··· EXERCISE PASSAGE
The rest of this section is structured as follows. We first present the co-clustering results for the mental health view, which is of primary importance. The co-clustering results for the cognitive, illness, lifestyle and physical views section are subsequently detailed. The relationships between the mental health view and the remaining views, as revealed by the co-clustering analysis, are explored. Finally, the mental health profiles in a follow-up cohort are analyzed.
Co-clustering results for the mental health view
The co-clustering results for the mental health data view is depicted in Fig. 3. In all figures below, clusters are interpreted from left to right and top to bottom. The frequency distribution of responses for each of the block-clusters is shown in Fig. 4.
Co-clustering results on the set of mental health features. Each small colored box represents a single participant (row) and their corresponding response in either CES-D or HADS (column). Participants were grouped into five row-clusters. The CES-D-related features were organized into four column-clusters, and the HADS-related features into another four column-clusters. Darker colors indicate a higher frequency of symptoms. The results reveal that participants in Group 2 (from top to bottom) consistently exhibit higher or equal responses to questions on both the CES-D and HADS scales compared to the other groups
The x-axis represents the four-point scale (0: ‘rarely or none of the time’; 1: ‘some or a little of the time’; 2: ‘occasionally or a moderate amount of time’; 3: ‘most or all of the time’). The y-axis indicates the percentage frequency of responses for each scale point. The curves in the top row depict the average frequency distribution of responses across all participants for each column cluster. In contrast, the curves in rows 2 to 6 show the average frequency distribution for participants within each mental health group, highlighting differences in symptom severity and response patterns across groups
The MVLBM method identifies five row-clusters, hereafter referred to as mental health groups (MHGs). Figures 3 and 4 illustrate that mental health Group 2 (\(n = 315\)) consistently exhibits higher or equal responses to questions in both the CES-D and HADS scales compared to the other groups. This trend is supported by the detailed parameter estimates provided in the appendices, indicating that Group 2 experiences more intense levels of depression and anxiety than the other groups.
Mental health Group 3 (\(n = 1088\)) demonstrates response patterns similar to Group 2 but with reduced severity. The lower modal scores in the fourth column-cluster of the CES-D scale (1 for Group 3 and 3 for Group 2) and the fourth column-cluster of the HADS scale (0 for Group 3 and 2 for Group 2) suggest a less severe manifestation of symptoms. However, this group still experiences depression more intensely than Groups 4 and 5, and anxiety more intensely than Groups 1 and 5.
Being the smallest group with \(n = 152\), mental health Group 1 exhibits the fewest symptoms of anxiety on the HADS scale. However, members of this group still experience symptoms of depression, particularly physical ones such as difficulty concentrating, a sense of effort in daily tasks, and restless sleep.
Mental health Group 4 (\(n = 602\)) exhibits the opposite patterns of disease to Group 1. Here, scores for the CES-D scale are uniformly low, while scores for the anxiety scale are high. This group records the most severe symptoms for the third and fourth column-clusters of the HADS variable group.
······
··· PROVIDED RECORDS
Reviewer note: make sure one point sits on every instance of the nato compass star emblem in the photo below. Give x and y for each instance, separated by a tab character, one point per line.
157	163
······
··· PROVIDED RECORDS
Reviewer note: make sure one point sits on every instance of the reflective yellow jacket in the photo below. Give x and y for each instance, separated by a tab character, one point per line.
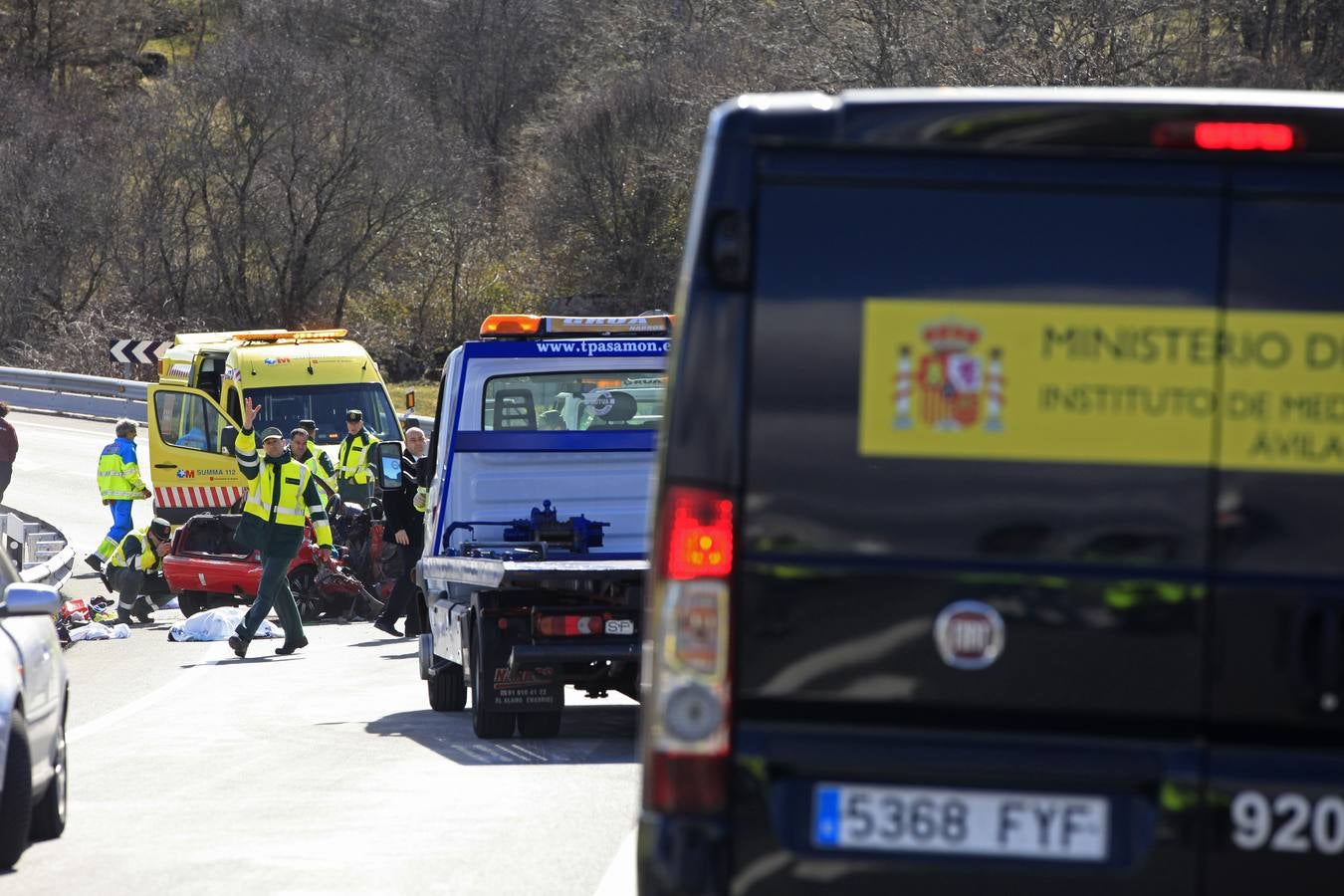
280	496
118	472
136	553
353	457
······
··· PROVIDED RECORDS
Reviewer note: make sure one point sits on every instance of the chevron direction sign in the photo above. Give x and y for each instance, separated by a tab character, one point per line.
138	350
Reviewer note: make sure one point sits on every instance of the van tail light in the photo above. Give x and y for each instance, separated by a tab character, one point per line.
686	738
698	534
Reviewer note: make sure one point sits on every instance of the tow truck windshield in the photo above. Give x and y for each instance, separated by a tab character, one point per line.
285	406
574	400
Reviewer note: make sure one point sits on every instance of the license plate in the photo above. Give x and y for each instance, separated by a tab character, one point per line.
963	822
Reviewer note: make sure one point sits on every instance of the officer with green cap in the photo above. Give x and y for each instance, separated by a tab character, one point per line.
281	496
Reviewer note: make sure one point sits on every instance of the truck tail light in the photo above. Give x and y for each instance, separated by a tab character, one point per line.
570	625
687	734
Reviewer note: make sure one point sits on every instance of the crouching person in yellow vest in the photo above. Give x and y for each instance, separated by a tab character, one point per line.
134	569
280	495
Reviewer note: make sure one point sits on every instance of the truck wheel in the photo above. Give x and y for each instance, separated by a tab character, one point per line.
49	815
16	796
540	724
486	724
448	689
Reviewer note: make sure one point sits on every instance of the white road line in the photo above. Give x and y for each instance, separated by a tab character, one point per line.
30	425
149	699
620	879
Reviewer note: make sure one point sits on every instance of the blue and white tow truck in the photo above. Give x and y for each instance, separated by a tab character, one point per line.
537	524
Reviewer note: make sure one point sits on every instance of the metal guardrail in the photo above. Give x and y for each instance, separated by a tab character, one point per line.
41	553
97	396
······
REQUIRED ACTIONS:
**A.** In the passage on mental health co-clustering, which mental health group is the smallest, and how many participants does it contain?
**B.** Carry on the passage on mental health co-clustering from its last sentence.
The listing is separate material and has no connection to the passage on mental health co-clustering.

RESULTS OF THE EXERCISE:
**A.** Mental health Group 1 is the smallest, with 152 participants.

**B.**
Mental health Group 5 (\(n = 3029\)) recorded the fewest symptoms of all. They exhibit almost zero symptoms for the questions contained in CES-D column-clusters 1, 2, and 3 and rarely record non-zero responses for the anxiety symptoms contained in HADS column-cluster 1, 2, and 4. It can be said that this group has the best mental health of the groups returned by the co-clustering.
The differences in responses to the CES-D scale across the five mental health groups are statistically confirmed. A a multivariate non-parametric analysis of variance tests the null hypothesis of equality between the mental health groups. This test uses the Wilks’ Lambda test statistic and considers the sum of responses within each CES-D column-cluster as a variable, with mental health group as the common factor. The overall differences across the mental health groups on the CES-D scale clusters were highly significant (\(\lambda = 386.28, df = 16, p < 0.001\)). The pairwise comparisons for each of the mental health groups indicate that each group is significantly different from all of the others, controlling for maximum overall type I error at 0.05. Finally, the pairwise comparison of the column-cluster variables shows that each is significantly different from the others, again controlling for maximum overall type I error at 0.05.
The analysis is reiterated for the HADS column-clusters, and once more, statistical confirmation of differences in responses across the mental health groups was achieved through a multivariate non-parametric analysis of variance, again using the Wilks’ Lambda test statistic. The overall differences among the mental health groups along the HADS scale were highly significant (\(\lambda = 237.97, df = 16, p < 0.001\)). In pairwise comparisons for each mental health group, it was observed that each group significantly differed from all others, maintaining control over the maximum overall type I error at 0.05. Similarly, in pairwise comparisons for the column-cluster variables, it was observed that each group significantly differed from mall others, again maintaining control over the maximum overall type I error at 0.05.
The questions contained in each of the column-clusters for the mental health data are outlined in Table 2.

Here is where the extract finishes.